### DOCUMENT SEGMENT
-=-=-

= Terranova (band) =

German band

Terranova is a German band based between Berlin and Paris made up of current members Fetisch and &me. Terranova are signed to Kompakt records.
Terranova was formed in 1996 by Fetisch, Marco Meister and Kaos. They previously went under the moniker Turntable Terranova on the Compost label and sometimes as Edition Terranova. Their music is a fusion of punk rock, electronic, hip hop and House. They currently reside between Paris and Berlin and perform DJ sets worldwide. They have been constant collaborators with artists in the past, Cath Coffey, Nicolette Krebitz, Tricky, Ari Up, Mike Ladd, Khan, Snax, Billie Ray Martin e.a.

== History ==

Terranova began after previous member Shapemod left Los Angeles from studying guitar to Berlin where he met Fetisch at the Pogo Club when they began producing together. Their first release, in 1996, was a 12" record entitled "Fiasko". The "Antimatter EP" was also released the same year. It wasn't until 1997 when they released the 12" record "Tokyo Tower" that brought Terranova into the British press. On 19 January 1998, Terranova released their take on DJ mix album, DJ-Kicks which gained them further recognition and is regarded as one of the best and most loved in the highly respected series. Remixes for Fanatik, Jungle Brothers and Stereo MCs followed soon after, among many others. In 1999 Terranova released the singles "Turn Around" feat. Cath Coffey and "Just Enough" feat. Nicolette Krebitz. Photographer Juergen Teller made his first foray into film direction for the band's accompanying video for the track "Just Enough". Terranova released their debut LP Close the Door in the same year with Copasetik. Close the Door featured guest vocals from Stereo MCs member, Cath Coffey on tracks "Turn Around", "Midnight Melodic (Chase the Blues)" and "Sweet Bitter Love". From the same label Rasco featured on tracks "X-Files" and "Midnight Melodic". Bristol artist Tricky appeared on "Bombing Bastards". And Nicolette Krebitz sang on "Never," "Plastic Stress," and "Just Enough". She also features on the cover and in the sleeve of the same album.

Terranova left their Copasetik label to join !K7 Records (the same label DJ Kicks albums are released). They remained on this label and released their second LP Hitchhiking Nonstop with no Particular Destination in 2002. Cath Coffey returned for tracks "Out of My Head" and "Breathe." Mike Ladd raps on "Sublime" and "Heroes." And Ari Up of The Slits appears on "Mongril" and "Equal Rights". Soon after they released Peace Is Tough, a companion album for Hitchhiking Nonstop with no Particular Destination by remixing five new tracks with six new versions of previously released tracks which were only available on vinyl or in limited editions.

-=-=-

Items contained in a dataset
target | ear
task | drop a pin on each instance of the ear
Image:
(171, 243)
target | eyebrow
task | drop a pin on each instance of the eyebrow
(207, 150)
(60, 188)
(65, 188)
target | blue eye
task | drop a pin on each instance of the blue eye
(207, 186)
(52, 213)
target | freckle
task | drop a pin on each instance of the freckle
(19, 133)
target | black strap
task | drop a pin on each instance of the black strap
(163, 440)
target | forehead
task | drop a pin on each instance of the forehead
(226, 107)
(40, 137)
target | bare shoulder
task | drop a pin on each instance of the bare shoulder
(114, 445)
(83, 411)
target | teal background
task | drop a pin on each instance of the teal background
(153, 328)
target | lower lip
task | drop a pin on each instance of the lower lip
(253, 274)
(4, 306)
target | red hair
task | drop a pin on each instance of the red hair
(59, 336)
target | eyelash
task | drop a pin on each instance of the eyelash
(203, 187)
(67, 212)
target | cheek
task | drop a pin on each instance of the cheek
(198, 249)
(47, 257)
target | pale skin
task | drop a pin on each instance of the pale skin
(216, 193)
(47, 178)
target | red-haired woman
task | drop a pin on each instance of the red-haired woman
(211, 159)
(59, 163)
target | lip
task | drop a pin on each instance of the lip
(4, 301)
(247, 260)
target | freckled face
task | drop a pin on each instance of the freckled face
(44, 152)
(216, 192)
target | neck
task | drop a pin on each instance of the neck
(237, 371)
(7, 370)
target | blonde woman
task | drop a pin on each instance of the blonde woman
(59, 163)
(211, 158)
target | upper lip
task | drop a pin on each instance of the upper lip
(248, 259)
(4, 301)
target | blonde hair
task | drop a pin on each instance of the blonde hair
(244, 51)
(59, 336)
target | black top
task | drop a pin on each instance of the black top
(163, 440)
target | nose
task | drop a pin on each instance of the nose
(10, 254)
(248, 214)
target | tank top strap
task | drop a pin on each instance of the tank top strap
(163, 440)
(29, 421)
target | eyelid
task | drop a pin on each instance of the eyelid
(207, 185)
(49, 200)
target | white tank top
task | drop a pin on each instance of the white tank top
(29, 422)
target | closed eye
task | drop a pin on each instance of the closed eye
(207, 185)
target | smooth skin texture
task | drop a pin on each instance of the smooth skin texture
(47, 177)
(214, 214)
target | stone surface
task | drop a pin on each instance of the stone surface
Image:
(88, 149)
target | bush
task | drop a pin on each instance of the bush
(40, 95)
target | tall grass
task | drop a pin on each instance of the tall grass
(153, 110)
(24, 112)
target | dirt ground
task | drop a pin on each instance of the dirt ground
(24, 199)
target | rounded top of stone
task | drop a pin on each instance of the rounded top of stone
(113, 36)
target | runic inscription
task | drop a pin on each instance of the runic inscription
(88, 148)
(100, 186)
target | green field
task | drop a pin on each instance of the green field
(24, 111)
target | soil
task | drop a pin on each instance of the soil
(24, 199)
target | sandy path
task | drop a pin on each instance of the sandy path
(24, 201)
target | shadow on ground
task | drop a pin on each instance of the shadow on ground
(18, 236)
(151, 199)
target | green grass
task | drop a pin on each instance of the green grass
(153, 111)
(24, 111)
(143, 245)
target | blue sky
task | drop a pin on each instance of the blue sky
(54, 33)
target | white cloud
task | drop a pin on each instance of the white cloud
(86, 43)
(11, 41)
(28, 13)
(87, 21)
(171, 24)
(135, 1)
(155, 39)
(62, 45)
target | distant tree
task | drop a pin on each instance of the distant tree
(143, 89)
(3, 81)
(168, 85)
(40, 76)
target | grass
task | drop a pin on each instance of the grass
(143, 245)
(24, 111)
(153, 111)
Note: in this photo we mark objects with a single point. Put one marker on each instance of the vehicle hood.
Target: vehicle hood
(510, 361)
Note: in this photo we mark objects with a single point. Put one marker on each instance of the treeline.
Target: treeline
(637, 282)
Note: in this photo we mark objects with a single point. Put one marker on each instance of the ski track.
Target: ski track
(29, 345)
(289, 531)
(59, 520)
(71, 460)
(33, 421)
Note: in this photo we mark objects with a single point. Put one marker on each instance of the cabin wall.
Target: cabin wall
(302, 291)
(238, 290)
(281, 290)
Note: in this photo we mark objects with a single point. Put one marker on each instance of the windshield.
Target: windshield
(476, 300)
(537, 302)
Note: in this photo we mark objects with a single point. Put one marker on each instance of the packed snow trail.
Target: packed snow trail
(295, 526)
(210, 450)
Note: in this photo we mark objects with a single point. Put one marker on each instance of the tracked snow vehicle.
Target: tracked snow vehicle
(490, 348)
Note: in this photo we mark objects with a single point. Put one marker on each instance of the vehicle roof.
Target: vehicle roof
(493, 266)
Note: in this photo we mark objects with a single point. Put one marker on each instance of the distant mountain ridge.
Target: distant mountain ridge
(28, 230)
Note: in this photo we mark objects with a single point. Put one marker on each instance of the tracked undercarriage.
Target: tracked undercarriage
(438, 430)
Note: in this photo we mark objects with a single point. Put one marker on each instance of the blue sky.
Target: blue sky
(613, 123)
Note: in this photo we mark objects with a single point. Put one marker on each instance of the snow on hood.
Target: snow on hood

-=-=-

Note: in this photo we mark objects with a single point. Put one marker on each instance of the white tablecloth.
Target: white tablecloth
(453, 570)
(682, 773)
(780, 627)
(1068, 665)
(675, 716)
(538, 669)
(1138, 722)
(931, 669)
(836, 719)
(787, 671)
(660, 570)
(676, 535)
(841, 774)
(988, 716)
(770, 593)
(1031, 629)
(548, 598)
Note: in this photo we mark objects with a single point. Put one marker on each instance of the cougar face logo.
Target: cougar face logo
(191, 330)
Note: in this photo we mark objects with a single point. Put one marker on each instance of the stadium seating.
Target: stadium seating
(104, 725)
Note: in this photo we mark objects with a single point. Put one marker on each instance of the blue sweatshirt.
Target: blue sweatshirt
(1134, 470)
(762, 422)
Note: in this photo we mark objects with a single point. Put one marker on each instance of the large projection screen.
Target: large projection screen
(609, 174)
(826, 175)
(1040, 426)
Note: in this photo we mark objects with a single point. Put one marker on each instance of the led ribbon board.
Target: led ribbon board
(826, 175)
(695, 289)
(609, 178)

-=-=-

### SHORT TASK
Can you output the passage of the Terranova band profile starting at "Terranova was formed" and ending at "Ray Martin e.a.", copied word for word?

### RESULT FOR THIS EXERCISE
Terranova was formed in 1996 by Fetisch, Marco Meister and Kaos. They previously went under the moniker Turntable Terranova on the Compost label and sometimes as Edition Terranova. Their music is a fusion of punk rock, electronic, hip hop and House. They currently reside between Paris and Berlin and perform DJ sets worldwide. They have been constant collaborators with artists in the past, Cath Coffey, Nicolette Krebitz, Tricky, Ari Up, Mike Ladd, Khan, Snax, Billie Ray Martin e.a.